▸ RECORDS FOR THIS EXERCISE
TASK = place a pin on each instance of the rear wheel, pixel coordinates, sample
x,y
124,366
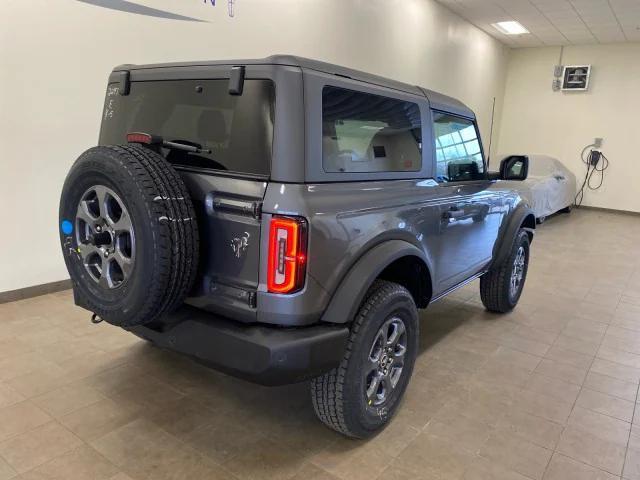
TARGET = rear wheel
x,y
360,396
501,287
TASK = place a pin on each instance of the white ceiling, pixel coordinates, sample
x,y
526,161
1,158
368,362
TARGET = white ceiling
x,y
555,22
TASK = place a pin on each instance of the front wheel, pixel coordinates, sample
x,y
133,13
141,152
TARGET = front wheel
x,y
361,395
501,287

▸ REQUIREMENT
Rewrite all the records above, switching every "place a pin" to "drop a marker" and leaving everything else unchanged. Omit the pictures from your output.

▸ THE SOLUTION
TASK = drop a marker on each instance of the rear wheel, pixel coordinates, sample
x,y
124,366
TARGET = rear wheel
x,y
360,396
501,287
TASK = drop a marker on each instance of the white ceiling, pixel coordinates, sample
x,y
526,161
1,158
368,362
TARGET = white ceiling
x,y
555,22
TASK = drop a marker on each instance of the front wheel, pixel coordinates, sample
x,y
133,13
141,152
TARGET = front wheel
x,y
361,395
501,287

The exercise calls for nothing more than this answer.